> [Problem requirements]: Begin at the top of the records and copy each line exactly. The line containing "det: knife handle" is the last one to include.

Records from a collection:
- - - - -
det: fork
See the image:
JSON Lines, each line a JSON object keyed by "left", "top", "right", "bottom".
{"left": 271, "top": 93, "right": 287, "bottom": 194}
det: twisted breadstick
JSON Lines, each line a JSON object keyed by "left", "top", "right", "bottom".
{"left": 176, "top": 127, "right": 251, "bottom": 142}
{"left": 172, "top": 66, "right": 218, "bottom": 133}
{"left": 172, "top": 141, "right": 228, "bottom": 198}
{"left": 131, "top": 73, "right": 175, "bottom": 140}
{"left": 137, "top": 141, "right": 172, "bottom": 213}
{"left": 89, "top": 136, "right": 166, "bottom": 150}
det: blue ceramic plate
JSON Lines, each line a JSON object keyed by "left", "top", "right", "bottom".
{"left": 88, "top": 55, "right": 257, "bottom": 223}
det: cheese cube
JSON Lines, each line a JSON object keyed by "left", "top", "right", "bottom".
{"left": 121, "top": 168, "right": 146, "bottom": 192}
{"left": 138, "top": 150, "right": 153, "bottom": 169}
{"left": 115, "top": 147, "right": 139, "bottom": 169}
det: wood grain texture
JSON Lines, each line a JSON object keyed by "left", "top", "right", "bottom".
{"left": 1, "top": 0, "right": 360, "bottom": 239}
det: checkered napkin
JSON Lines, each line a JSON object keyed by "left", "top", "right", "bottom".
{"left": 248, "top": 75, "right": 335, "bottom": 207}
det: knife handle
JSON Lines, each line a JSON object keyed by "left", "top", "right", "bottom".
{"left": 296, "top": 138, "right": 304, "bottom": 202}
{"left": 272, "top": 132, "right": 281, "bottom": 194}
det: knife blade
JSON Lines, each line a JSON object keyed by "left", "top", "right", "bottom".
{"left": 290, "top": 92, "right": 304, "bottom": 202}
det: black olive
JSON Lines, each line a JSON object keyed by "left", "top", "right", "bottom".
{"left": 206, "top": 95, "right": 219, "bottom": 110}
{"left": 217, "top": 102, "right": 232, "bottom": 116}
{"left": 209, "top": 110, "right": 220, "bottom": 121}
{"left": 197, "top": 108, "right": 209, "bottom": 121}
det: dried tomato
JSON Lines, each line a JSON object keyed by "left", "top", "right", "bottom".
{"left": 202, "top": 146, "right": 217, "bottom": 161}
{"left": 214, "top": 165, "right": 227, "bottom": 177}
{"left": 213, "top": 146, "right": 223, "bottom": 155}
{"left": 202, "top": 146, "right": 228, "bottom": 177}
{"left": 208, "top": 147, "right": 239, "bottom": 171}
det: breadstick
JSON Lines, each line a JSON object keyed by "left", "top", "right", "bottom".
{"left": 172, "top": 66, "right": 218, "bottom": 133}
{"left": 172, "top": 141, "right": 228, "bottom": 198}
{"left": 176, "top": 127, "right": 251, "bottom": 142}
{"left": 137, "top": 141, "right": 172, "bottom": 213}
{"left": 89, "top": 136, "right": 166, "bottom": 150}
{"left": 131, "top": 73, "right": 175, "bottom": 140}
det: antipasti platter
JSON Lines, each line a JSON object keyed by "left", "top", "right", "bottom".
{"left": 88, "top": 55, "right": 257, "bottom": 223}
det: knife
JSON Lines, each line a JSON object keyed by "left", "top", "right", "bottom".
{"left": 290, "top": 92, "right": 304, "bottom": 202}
- - - - -
> [Expected output]:
det: fork
See the image:
JSON Lines, each line a JSON object keyed by "left", "top", "right", "bottom".
{"left": 271, "top": 93, "right": 287, "bottom": 194}
det: twisted breadstick
JSON Lines, each line a JSON object keyed by "left", "top", "right", "bottom".
{"left": 176, "top": 127, "right": 251, "bottom": 142}
{"left": 172, "top": 66, "right": 218, "bottom": 133}
{"left": 172, "top": 141, "right": 228, "bottom": 198}
{"left": 131, "top": 73, "right": 175, "bottom": 140}
{"left": 137, "top": 141, "right": 172, "bottom": 213}
{"left": 89, "top": 136, "right": 166, "bottom": 150}
det: blue ceramic plate
JSON Lines, each line a JSON object keyed by "left", "top", "right", "bottom".
{"left": 88, "top": 55, "right": 257, "bottom": 223}
det: cheese cube
JSON Lines, each line a JSON object keyed by "left", "top", "right", "bottom".
{"left": 121, "top": 168, "right": 146, "bottom": 192}
{"left": 138, "top": 150, "right": 153, "bottom": 169}
{"left": 115, "top": 147, "right": 139, "bottom": 169}
det: wood grain texture
JSON Lines, each line a JSON object keyed by "left", "top", "right", "bottom".
{"left": 1, "top": 0, "right": 360, "bottom": 239}
det: checkered napkin
JSON Lines, each line a JSON object keyed by "left", "top", "right", "bottom".
{"left": 248, "top": 75, "right": 335, "bottom": 207}
det: knife handle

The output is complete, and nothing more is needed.